2.2.2.2.  A section substantially the same as Article 10 (Indemnification), which also shall state that the Indemnitees are intended third party beneficiaries of such Sublicense agreement for the purpose of enforcing such indemnification and insurance provisions.

 

2.2.2.3.  A provision stipulating that, in the event of termination of the license set forth in Section 2.1 above (in whole or in part (e.g., termination in a particular country)), the Sublicense shall terminate to the extent of such terminated license; provided, however, that, upon termination of the Sublicense agreement, if the Sublicensee is not then in breach of the Sublicense such that Licensee would have the right to terminate such Sublicense agreement, such Sublicensee shall have the right to obtain a license directly from Licensors under the terms and conditions of this Agreement, except that (a) the scope of the license granted directly by Licensors to such Sublicensee shall be reduced, if needed, to be co-extensive with the scope of the license granted by Licensee to such Sublicensee and (b) if there is more than one Sublicensee, (i) such Sublicensees shall not have the right to participate in the prosecution or enforcement of the Exclusive Patent Rights under the license granted directly by Licensors and (ii) each Sublicensee that is granted a direct license snail be responsible for a pro rata share of the patent expense reimbursement due under this Agreement (based on the number of direct licenses under the Exclusive Patent Rights in effect on the date of reimbursement).  Licensors agree to negotiate such licenses in good faith under reasonable terms and conditions, which shall not impose any representations, warranties, obligations or liabilities on Licensors or the Sublicensee that are not included in this Agreement.

Problem 1: In the sublicense excerpt, why must the section modeled on Article 10 state that the Indemnitees are intended third party beneficiaries of the Sublicense agreement?
Problem 2: Rewrite everything in the sublicense excerpt from "2.2.2.2.  A section" down to "and insurance provisions.", putting "Indemnified Parties" in place of "Indemnitees".

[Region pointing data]
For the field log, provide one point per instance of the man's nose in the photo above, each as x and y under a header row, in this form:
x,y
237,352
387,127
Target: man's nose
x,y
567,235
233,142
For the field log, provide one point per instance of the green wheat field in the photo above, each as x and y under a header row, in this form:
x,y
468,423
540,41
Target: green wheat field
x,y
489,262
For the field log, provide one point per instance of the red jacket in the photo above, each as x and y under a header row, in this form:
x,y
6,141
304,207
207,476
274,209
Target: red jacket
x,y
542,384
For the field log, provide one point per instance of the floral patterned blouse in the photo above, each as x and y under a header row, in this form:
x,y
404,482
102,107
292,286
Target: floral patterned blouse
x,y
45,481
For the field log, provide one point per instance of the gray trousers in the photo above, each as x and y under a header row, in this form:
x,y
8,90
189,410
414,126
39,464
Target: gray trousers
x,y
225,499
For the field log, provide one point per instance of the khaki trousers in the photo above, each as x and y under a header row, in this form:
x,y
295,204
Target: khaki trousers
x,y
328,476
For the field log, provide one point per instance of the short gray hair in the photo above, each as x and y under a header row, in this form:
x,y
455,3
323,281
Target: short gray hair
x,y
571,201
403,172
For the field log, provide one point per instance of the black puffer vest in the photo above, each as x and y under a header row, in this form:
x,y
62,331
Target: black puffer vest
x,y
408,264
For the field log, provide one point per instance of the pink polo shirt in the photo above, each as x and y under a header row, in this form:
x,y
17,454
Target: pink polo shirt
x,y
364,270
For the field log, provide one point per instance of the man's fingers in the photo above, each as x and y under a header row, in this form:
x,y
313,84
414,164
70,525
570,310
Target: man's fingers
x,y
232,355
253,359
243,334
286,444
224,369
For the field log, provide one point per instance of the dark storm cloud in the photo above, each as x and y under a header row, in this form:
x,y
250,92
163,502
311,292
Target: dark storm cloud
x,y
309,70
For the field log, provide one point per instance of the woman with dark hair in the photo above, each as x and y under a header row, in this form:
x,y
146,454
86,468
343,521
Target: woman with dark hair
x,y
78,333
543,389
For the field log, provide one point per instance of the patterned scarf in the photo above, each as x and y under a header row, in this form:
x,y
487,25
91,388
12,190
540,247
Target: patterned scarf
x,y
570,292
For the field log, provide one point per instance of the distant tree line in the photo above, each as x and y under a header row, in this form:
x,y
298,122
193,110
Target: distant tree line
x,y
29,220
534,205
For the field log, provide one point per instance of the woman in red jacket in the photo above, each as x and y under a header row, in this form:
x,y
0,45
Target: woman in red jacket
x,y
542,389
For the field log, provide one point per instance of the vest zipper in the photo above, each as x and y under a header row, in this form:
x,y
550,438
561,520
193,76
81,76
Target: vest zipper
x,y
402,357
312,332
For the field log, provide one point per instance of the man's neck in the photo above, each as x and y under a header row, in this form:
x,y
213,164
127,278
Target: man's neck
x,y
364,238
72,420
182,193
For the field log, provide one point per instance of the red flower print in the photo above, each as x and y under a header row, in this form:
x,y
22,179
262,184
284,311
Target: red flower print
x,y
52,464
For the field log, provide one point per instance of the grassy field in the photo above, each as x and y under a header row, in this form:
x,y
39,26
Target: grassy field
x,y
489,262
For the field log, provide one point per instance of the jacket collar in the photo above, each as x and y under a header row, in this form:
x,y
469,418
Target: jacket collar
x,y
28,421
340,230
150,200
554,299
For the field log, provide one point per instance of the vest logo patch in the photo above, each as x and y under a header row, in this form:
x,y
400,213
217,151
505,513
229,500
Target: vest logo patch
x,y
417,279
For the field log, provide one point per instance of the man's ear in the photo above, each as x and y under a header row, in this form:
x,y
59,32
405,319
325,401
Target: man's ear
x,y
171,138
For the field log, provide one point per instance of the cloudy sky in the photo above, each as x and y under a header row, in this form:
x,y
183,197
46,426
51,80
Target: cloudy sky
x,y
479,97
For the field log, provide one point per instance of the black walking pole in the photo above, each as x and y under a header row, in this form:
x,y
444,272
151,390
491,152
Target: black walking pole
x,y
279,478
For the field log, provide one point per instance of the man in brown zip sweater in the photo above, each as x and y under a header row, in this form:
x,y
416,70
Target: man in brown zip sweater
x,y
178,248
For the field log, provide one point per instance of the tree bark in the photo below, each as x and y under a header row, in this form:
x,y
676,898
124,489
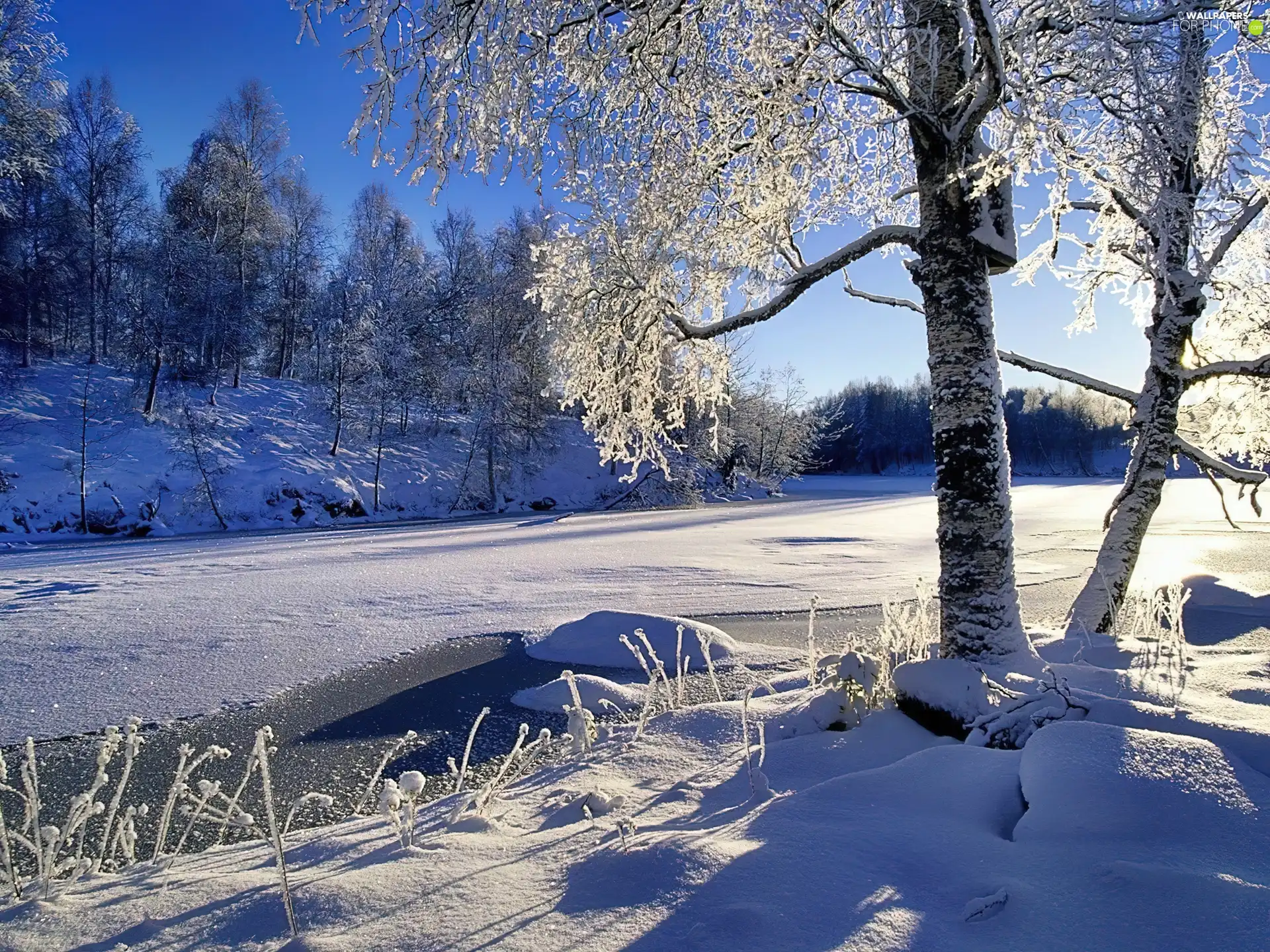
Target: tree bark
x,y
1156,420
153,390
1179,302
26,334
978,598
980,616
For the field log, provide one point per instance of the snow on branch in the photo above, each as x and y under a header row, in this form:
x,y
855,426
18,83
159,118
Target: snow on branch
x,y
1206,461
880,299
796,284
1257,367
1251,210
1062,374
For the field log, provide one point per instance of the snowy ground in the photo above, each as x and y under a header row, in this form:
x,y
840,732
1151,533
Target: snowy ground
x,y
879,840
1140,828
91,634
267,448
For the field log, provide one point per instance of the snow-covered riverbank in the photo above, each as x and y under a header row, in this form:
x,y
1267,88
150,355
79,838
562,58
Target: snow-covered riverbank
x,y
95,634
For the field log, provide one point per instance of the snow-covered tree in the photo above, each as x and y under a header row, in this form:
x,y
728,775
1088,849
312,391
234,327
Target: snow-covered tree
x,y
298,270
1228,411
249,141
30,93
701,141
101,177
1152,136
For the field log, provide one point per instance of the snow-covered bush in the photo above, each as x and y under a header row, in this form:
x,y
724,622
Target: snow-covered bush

Result 1: The section must say this so that the Indemnitees can enforce the indemnification and insurance provisions of the Sublicense agreement.

Result 2:
2.2.2.2.  A section substantially the same as Article 10 (Indemnification), which also shall state that the Indemnified Parties are intended third party beneficiaries of such Sublicense agreement for the purpose of enforcing such indemnification and insurance provisions.